**TASK**
Give only the number of lines in the records below that contain the word "yellow".

**DATA ROWS**
● ● ● ● ● ● ●

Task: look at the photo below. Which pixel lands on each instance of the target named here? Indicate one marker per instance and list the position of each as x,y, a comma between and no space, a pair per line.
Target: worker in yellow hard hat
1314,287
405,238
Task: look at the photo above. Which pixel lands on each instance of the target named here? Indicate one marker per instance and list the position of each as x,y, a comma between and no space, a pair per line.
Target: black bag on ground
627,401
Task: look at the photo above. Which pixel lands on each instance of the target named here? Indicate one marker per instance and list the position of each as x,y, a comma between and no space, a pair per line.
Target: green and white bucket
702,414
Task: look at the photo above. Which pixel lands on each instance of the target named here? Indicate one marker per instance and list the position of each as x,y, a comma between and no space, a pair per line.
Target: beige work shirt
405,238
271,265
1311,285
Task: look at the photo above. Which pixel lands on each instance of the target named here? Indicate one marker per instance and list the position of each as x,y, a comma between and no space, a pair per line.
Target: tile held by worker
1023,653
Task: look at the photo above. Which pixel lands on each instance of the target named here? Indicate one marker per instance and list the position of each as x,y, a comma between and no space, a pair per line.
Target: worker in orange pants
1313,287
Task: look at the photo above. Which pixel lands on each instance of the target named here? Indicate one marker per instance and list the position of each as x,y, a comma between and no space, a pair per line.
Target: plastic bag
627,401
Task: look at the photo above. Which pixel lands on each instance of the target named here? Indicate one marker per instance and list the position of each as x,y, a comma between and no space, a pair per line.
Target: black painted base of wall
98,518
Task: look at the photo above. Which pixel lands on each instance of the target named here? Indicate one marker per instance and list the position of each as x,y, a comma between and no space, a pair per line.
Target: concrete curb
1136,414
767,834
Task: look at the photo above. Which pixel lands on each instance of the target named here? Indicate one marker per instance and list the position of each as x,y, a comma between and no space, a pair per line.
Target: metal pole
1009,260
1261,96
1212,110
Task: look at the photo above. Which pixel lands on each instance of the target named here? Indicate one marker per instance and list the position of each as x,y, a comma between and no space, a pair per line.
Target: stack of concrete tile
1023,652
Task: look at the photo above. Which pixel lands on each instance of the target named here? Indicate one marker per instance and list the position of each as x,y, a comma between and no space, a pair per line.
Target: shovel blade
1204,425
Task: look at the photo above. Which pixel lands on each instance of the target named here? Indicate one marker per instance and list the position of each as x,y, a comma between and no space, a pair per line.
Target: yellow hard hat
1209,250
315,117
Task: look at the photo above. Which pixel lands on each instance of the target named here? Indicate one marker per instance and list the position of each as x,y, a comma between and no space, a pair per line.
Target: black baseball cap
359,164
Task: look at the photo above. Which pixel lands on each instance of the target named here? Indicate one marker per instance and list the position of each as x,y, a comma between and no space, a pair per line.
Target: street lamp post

● ● ● ● ● ● ●

**TASK RESPONSE**
2